Exercise goal
Please rewrite every row below as a JSON list of strings, one string per line, with blank lines left out.

┄┄┄┄┄┄┄┄┄┄┄┄┄┄┄┄┄┄┄┄

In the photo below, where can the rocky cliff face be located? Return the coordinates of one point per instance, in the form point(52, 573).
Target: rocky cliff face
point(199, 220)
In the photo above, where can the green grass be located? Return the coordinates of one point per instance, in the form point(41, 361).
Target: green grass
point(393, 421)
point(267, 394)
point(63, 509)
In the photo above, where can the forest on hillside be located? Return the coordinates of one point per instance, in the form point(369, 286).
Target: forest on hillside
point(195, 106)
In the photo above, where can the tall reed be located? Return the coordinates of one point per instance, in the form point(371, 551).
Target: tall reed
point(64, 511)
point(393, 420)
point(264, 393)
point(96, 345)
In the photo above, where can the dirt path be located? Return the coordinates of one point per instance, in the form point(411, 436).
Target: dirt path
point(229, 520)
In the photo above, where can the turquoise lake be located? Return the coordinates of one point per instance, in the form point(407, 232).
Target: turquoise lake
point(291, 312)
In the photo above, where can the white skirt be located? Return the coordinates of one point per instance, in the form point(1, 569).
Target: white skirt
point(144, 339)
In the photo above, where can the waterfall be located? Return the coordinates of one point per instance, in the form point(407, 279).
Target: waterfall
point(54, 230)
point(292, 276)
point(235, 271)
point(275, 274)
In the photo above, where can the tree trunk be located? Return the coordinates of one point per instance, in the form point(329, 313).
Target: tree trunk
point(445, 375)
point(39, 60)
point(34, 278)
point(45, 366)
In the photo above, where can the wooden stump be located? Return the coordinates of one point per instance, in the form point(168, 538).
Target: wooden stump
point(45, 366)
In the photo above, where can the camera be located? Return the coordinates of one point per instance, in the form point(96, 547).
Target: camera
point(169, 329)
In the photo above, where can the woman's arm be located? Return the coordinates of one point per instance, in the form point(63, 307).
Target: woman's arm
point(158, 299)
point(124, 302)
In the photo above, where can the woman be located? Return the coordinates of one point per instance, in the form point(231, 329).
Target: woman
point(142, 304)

┄┄┄┄┄┄┄┄┄┄┄┄┄┄┄┄┄┄┄┄

Result
[
  "In the photo below, where can the rocky cliff face be located? Return the coordinates of one point per instance, in the form point(52, 573).",
  "Target: rocky cliff face",
  "point(199, 220)",
  "In the photo above, where can the green grass be located? Return the coordinates of one point per instance, in the form point(41, 361).",
  "Target: green grass",
  "point(393, 421)",
  "point(267, 394)",
  "point(63, 509)",
  "In the photo above, where can the forest on hillside be located? Return the coordinates of one point per instance, in the form point(369, 286).",
  "Target: forest on hillside",
  "point(195, 106)",
  "In the photo above, where can the tall reed be located? Return the coordinates of one point per instance, in the form point(371, 551).",
  "Target: tall reed",
  "point(64, 511)",
  "point(393, 420)",
  "point(264, 393)",
  "point(96, 345)",
  "In the photo above, where can the dirt path be located? Return the coordinates of one point per instance, in the form point(411, 436).",
  "Target: dirt path",
  "point(229, 520)",
  "In the photo above, where can the turquoise lake be located? Return the coordinates of one point per instance, in the form point(407, 232).",
  "Target: turquoise lake",
  "point(291, 312)",
  "In the photo above, where can the white skirt be located? Return the coordinates of one point per instance, in the form point(1, 569).",
  "Target: white skirt",
  "point(144, 339)",
  "In the photo above, where can the waterfall be located? Return the coordinates of one point per instance, in the form point(407, 279).",
  "Target: waterfall",
  "point(54, 230)",
  "point(292, 276)",
  "point(235, 271)",
  "point(275, 274)",
  "In the photo above, where can the tree trunk be located? Return the coordinates of one point per instance, in the form point(329, 313).",
  "Target: tree trunk",
  "point(445, 375)",
  "point(39, 60)",
  "point(34, 278)",
  "point(45, 366)",
  "In the photo above, where can the wooden stump be located? Return the coordinates of one point per instance, in the form point(168, 538).",
  "Target: wooden stump",
  "point(45, 366)",
  "In the photo above, where can the camera be located? Return the coordinates of one point per instance, in the form point(96, 547).",
  "Target: camera",
  "point(169, 329)",
  "In the photo above, where can the woman's arm be located? Return the coordinates of one point per instance, in the form point(63, 307).",
  "Target: woman's arm",
  "point(158, 299)",
  "point(124, 302)",
  "In the photo above, where can the woman be located? Return the coordinates of one point per instance, in the form point(231, 329).",
  "Target: woman",
  "point(142, 304)"
]